• [WORK INSTRUCTIONS] Your answer should be the lines below from the one holding "Indicate every instance of the cloud" through the one holding "Indicate every instance of the wooden post", copied exactly and with nothing else.

• [RECORDS SHOWN]
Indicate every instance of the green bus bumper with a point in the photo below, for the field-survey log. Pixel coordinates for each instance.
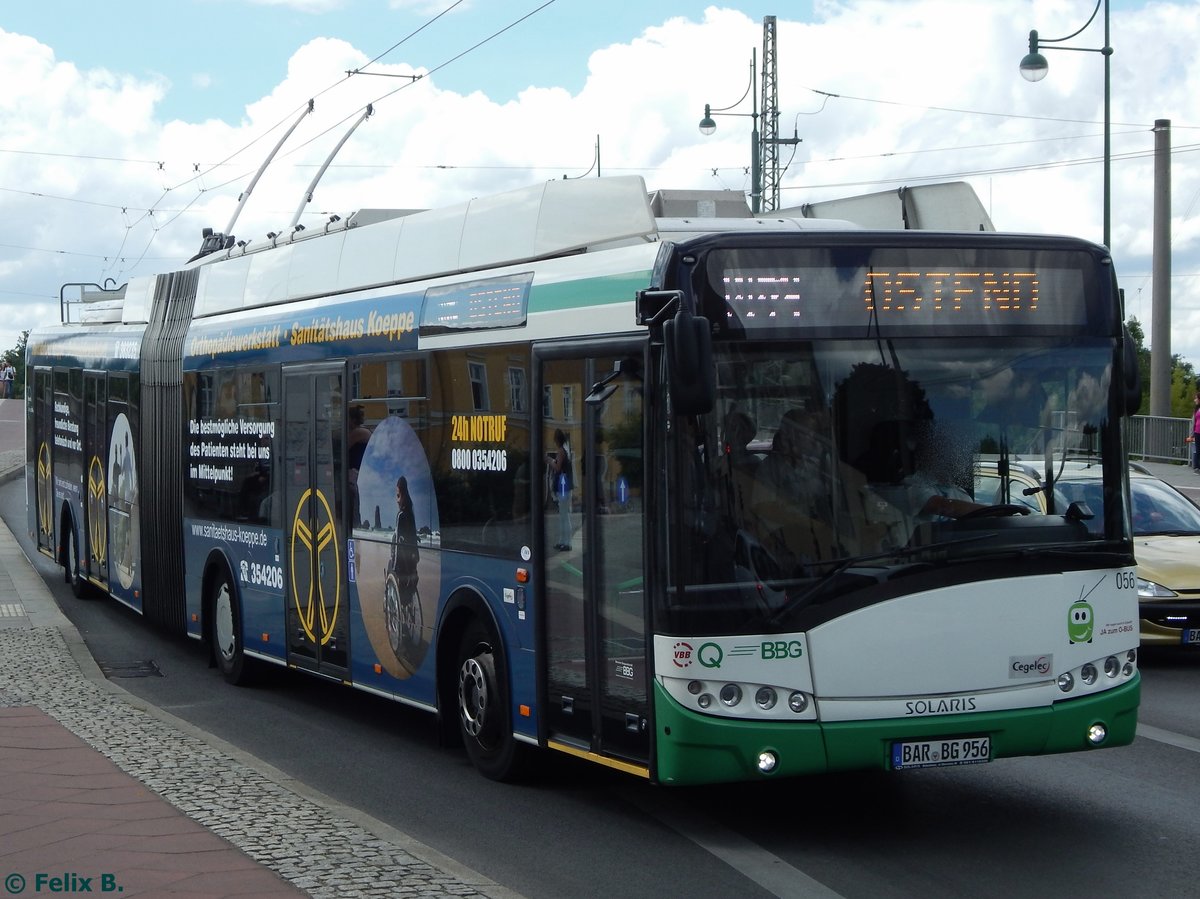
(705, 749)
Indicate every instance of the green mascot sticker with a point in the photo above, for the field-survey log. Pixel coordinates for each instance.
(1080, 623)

...

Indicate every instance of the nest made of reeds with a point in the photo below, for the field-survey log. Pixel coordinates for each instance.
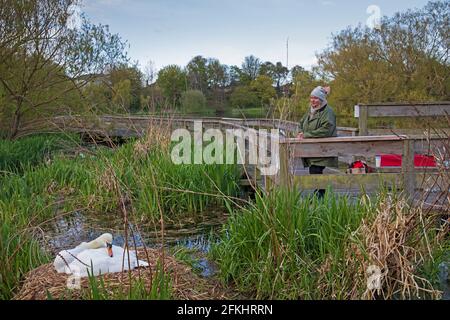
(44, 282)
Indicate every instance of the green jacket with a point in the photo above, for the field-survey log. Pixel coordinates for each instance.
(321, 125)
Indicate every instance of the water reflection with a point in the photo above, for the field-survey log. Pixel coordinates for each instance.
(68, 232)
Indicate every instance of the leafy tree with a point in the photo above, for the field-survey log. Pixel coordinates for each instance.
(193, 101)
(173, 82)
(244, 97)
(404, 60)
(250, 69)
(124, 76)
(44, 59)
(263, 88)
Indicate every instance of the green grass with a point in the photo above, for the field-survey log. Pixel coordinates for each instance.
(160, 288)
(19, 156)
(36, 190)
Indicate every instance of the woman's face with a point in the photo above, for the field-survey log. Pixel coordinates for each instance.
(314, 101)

---

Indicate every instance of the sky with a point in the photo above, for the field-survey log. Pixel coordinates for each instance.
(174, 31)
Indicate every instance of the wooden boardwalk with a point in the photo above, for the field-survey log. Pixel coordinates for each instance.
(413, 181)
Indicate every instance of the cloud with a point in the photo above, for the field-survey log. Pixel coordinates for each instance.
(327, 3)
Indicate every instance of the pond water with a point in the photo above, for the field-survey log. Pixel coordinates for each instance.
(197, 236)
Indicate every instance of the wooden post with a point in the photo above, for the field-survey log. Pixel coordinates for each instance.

• [RESPONSE TO THIS EXERCISE]
Indicate every instance of the cloud with a point in the photo above, for the field-survey log. Pixel coordinates for each instance.
(327, 3)
Indicate every instance of the pond water with a point in the photo above, for the field-survey log. Pixel coordinates for each instance.
(197, 236)
Indicate every instance of the wooden post with a point in the photo above, for the field-survey log. Pixel coordinates for each instance.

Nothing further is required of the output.